**WRITTEN TASK**. Pick out every line in the entries below that contains the word "boulder", and copy each such line in full.

**PROVIDED ENTRIES**.
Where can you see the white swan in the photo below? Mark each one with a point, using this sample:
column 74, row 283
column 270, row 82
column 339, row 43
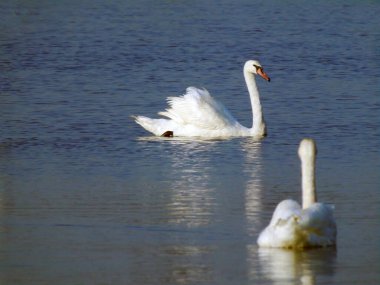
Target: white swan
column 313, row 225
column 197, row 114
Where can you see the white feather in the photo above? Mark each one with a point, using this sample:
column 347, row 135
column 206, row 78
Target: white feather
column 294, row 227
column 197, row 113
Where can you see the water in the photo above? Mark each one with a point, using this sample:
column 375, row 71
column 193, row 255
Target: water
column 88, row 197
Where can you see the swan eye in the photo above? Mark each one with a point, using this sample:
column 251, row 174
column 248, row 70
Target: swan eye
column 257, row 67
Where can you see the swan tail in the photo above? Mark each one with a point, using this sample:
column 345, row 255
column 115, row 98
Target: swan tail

--

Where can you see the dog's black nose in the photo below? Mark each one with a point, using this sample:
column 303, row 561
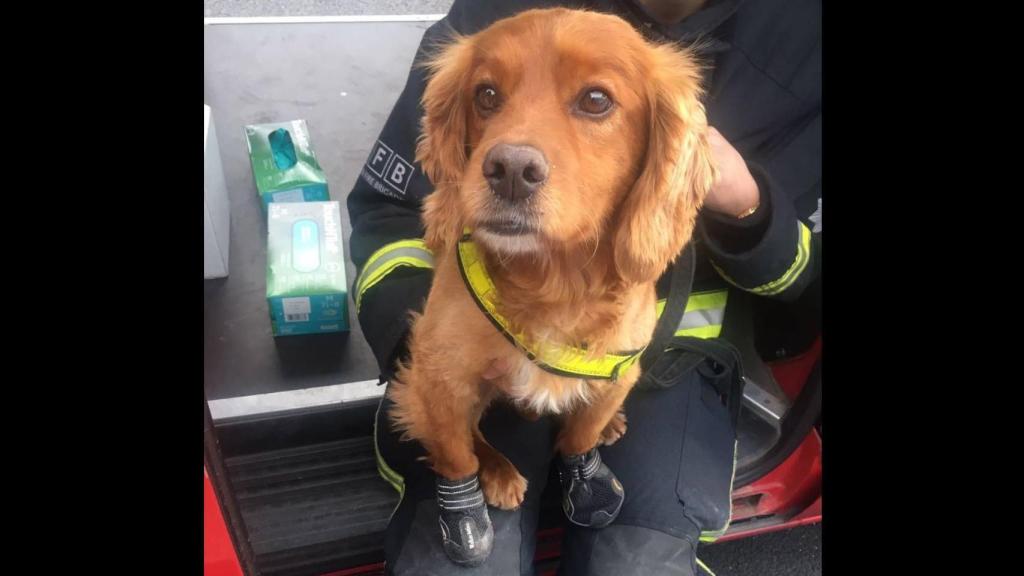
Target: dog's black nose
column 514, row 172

* * *

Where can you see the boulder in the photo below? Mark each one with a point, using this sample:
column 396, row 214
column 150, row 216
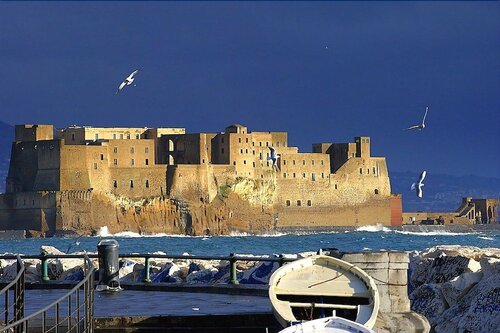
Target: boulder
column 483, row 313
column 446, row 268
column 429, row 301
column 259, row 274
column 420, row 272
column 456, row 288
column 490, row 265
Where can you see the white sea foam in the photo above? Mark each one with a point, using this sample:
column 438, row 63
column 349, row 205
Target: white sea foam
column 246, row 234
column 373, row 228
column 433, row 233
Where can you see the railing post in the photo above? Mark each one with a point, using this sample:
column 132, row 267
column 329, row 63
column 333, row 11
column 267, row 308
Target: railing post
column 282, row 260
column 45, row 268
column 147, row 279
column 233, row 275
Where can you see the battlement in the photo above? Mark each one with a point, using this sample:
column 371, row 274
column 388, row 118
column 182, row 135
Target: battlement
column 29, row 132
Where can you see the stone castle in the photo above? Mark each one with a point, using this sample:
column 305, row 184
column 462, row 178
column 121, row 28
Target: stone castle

**EXERCISE RESULT**.
Where can you see the boulder in the photo below? Mark each one with a point, using this sample:
Target: boulder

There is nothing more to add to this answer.